WORK REQUEST |
Check every line below, and copy those that include "matching".

Point-per-instance localization data

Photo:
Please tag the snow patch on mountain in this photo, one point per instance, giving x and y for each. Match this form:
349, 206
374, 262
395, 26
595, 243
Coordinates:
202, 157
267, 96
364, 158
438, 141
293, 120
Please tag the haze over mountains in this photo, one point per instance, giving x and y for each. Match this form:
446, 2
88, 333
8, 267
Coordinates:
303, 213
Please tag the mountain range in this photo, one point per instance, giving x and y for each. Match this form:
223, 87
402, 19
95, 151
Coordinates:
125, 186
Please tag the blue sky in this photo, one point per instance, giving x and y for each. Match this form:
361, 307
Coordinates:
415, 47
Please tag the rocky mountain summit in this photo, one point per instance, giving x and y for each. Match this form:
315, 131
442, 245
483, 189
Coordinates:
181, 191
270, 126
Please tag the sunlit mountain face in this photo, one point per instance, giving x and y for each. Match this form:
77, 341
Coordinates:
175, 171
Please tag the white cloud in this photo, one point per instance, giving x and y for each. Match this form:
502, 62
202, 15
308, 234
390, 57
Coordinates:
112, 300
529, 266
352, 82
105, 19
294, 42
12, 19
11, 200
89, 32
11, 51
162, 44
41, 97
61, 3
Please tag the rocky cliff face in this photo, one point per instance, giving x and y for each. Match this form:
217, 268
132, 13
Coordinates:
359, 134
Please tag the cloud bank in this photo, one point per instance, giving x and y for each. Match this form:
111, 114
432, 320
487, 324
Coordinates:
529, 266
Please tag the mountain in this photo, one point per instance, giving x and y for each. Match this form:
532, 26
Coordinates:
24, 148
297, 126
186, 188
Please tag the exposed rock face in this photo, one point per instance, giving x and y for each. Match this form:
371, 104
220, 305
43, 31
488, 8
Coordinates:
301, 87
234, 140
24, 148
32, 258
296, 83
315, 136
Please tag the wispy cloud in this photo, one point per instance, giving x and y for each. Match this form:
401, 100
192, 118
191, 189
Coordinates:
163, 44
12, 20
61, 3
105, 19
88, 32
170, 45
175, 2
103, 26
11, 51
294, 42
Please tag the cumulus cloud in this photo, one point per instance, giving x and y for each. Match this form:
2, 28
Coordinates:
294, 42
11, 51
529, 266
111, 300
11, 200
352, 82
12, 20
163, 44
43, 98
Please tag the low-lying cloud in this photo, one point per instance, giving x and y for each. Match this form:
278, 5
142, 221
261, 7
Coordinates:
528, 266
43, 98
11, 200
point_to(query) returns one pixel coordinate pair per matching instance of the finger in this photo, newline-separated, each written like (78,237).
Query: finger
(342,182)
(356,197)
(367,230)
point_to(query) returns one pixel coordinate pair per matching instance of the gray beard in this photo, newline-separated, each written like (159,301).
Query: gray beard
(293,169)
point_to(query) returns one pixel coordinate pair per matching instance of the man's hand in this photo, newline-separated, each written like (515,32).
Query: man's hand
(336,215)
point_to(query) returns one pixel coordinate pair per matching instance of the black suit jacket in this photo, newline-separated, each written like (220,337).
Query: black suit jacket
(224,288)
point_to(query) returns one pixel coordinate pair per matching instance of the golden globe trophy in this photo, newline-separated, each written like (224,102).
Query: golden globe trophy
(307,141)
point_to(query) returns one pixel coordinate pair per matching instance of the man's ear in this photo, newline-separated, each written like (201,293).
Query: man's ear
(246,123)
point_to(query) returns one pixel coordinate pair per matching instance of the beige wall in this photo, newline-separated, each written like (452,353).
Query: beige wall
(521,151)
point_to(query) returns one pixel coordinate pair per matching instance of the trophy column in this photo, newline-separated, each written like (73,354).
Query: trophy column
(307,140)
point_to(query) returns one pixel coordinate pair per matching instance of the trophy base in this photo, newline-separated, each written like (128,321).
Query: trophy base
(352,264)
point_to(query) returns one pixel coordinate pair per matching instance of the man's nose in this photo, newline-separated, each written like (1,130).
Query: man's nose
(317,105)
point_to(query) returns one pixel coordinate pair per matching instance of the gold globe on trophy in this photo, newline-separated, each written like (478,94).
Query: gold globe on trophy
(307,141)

SOLUTION |
point_to(query) returns one pixel coordinate pair per matching instance of the finger in this photo, newline-separated, each written like (78,237).
point_to(query) returns one pixel coordinate pair per matching instance of the gray beard in this photo, newline-separated, each written like (159,301).
point_to(query) returns one pixel coordinate pair per matching instance of the man's hand in this photo, newline-separated, each written like (515,32).
point_to(query) returns one pixel coordinate pair per matching instance of the black suit jacket in this photo, newline-separated, each written like (220,337).
point_to(query) returns one pixel coordinate pair per matching instance of the golden globe trophy in this photo, newline-separated, each written like (224,102).
point_to(query) returns one pixel coordinate pair per matching instance of the man's ear in this photo, newline-separated, each written like (201,293).
point_to(query) returns one pixel coordinate pair per matching instance of the beige wall in this photo, newline-separated, each written like (452,353).
point_to(query) returns one pixel coordinate pair per matching instance of the trophy column in this photo, newline-separated, each written like (73,354).
point_to(query) returns one pixel coordinate pair per matching instance of the trophy base in this photo, newline-separated, each written like (128,321).
point_to(query) returns one pixel coordinate pair per matching instance of the man's nose in this photo, newline-separated, each written like (1,130).
point_to(query) returns one pixel coordinate pair per matching instance of the gold globe on trophy in this photo, newline-separated, each written like (478,94).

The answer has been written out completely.